> **INSTRUCTIONS FOR THE TASK**
Quote the entries below from the line with "Identify the checkered" through the line with "Identify the bowl", both ends included, and only those lines.
- - -
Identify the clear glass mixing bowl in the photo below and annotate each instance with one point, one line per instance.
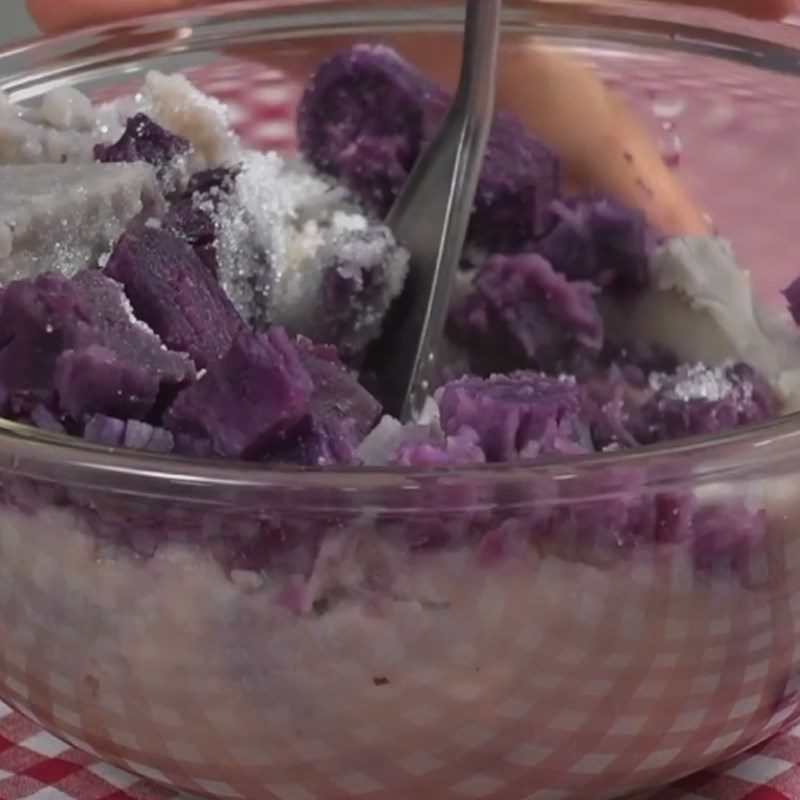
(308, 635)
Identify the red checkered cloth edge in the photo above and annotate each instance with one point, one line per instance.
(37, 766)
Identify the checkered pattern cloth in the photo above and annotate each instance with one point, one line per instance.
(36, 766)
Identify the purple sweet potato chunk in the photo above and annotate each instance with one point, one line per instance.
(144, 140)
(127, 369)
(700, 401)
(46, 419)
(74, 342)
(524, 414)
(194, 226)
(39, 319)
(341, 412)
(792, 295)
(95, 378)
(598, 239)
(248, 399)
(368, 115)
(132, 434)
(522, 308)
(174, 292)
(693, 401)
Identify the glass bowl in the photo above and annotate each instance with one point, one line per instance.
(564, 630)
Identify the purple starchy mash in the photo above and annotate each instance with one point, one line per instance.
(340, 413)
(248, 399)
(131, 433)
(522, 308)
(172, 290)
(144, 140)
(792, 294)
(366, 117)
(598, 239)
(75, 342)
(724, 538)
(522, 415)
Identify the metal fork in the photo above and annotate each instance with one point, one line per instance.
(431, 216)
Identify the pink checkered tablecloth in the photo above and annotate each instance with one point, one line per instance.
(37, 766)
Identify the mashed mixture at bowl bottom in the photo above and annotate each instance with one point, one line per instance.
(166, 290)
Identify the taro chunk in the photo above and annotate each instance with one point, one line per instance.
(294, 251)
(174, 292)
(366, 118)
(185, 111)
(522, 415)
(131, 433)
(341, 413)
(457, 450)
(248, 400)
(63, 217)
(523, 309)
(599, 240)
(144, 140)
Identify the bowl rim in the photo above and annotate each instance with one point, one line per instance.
- - -
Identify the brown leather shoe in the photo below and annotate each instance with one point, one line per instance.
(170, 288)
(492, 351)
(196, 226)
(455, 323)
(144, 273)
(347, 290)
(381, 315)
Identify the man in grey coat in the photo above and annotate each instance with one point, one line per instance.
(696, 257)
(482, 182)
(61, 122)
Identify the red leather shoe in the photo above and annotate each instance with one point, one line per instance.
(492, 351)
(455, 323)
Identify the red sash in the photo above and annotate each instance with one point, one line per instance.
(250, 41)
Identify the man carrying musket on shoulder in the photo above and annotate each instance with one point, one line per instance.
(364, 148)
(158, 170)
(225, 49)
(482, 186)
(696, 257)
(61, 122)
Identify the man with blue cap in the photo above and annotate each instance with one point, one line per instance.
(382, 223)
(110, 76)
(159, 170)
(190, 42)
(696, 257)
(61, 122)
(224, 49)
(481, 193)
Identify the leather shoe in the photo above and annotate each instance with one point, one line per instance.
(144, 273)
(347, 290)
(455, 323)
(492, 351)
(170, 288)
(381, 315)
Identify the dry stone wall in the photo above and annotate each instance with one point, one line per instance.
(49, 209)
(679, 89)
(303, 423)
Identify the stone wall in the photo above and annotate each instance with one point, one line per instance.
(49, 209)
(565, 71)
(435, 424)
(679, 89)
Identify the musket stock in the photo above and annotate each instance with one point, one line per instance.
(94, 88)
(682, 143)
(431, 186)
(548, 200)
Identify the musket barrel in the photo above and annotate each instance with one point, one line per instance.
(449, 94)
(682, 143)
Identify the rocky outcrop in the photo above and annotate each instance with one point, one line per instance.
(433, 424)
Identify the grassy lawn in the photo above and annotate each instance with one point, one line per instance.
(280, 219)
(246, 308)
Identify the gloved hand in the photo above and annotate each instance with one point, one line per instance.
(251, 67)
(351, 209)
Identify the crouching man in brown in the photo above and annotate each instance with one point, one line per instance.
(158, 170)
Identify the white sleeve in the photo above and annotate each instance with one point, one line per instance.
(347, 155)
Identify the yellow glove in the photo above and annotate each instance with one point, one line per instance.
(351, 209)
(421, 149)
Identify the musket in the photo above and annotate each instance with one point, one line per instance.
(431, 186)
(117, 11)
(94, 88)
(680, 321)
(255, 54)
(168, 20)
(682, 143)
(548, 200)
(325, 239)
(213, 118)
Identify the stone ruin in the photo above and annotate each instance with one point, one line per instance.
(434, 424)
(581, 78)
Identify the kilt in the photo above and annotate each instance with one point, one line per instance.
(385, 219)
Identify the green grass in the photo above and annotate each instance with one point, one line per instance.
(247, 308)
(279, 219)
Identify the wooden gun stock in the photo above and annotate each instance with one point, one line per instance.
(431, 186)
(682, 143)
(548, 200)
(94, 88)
- - -
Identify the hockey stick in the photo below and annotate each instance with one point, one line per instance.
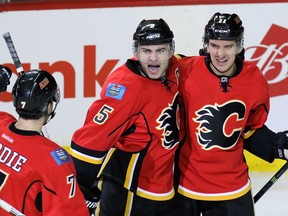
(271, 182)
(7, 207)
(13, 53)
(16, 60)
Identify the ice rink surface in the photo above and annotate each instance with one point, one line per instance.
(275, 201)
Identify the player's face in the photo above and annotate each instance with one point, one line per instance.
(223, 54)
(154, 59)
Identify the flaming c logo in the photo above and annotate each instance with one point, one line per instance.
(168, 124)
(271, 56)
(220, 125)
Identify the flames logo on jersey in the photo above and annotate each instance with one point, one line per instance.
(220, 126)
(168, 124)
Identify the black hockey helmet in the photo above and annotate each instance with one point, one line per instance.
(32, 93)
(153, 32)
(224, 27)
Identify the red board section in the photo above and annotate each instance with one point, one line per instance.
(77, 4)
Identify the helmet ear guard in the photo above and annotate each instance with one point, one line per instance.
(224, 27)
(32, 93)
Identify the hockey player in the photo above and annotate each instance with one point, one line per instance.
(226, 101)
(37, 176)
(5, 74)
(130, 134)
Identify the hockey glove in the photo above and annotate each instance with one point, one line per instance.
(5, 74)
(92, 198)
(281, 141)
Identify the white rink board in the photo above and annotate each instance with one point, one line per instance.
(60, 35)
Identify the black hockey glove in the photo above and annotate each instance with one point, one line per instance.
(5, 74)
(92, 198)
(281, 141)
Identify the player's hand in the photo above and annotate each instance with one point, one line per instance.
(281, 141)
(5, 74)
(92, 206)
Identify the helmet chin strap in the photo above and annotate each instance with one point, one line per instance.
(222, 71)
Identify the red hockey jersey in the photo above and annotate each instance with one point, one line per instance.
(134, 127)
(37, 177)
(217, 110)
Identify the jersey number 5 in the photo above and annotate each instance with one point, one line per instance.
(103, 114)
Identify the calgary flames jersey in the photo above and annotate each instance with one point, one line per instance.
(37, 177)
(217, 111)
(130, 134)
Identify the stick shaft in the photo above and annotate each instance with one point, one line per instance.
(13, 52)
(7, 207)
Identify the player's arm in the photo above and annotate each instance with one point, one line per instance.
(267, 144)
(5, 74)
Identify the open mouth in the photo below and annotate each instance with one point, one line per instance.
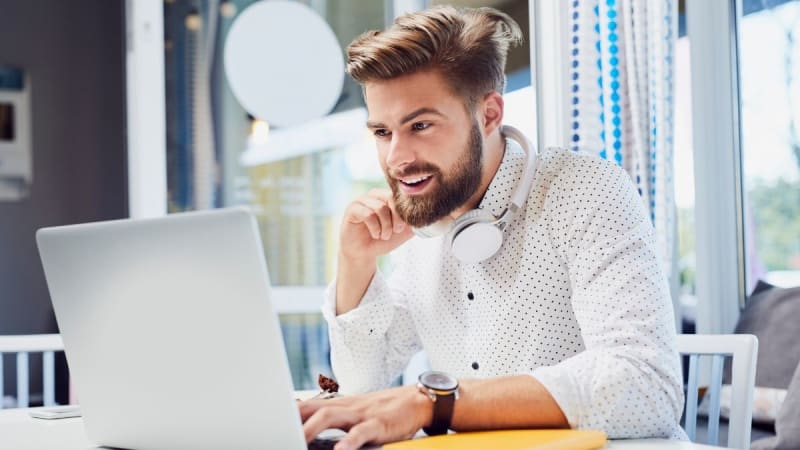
- - -
> **SOLUTION BELOW**
Identify the checkered pattern cloth in the photo above and annotate each instance with one point, one line per instance.
(36, 766)
Identify the purple sweet potato chunk in the photo above and annotate each instance with one point, one line per instance.
(144, 140)
(127, 369)
(700, 401)
(46, 419)
(74, 342)
(524, 414)
(194, 226)
(39, 319)
(341, 412)
(792, 295)
(95, 378)
(598, 239)
(248, 399)
(368, 115)
(132, 434)
(522, 308)
(174, 292)
(693, 401)
Identify the glass bowl in the photo above and annotate each instance with one point, one line per instance.
(564, 630)
Identify the purple starchy mash in the photo above and annotate each instance with one point, one line per instance.
(340, 413)
(248, 399)
(131, 433)
(522, 308)
(172, 290)
(144, 140)
(792, 294)
(366, 117)
(598, 239)
(75, 342)
(724, 538)
(522, 415)
Identify the metal fork in the photo above and annotate each instance with one point, one line per instance.
(431, 216)
Identify the pink checkered tablecloth in the photo above and annotate each instance with one point, one line per instance.
(37, 766)
Identify the mashed mixture at bowl bottom in the photo above and annotate each instance with one point, one line per instance.
(166, 290)
Identify the taro chunk in the photo above and annotate each instance with one point, one line per instance.
(294, 251)
(174, 292)
(366, 118)
(185, 111)
(522, 415)
(131, 433)
(341, 413)
(457, 450)
(248, 400)
(63, 217)
(523, 309)
(599, 240)
(144, 140)
Identify the bowl rim in the photo above and annotate each instance with one point, one line per instance.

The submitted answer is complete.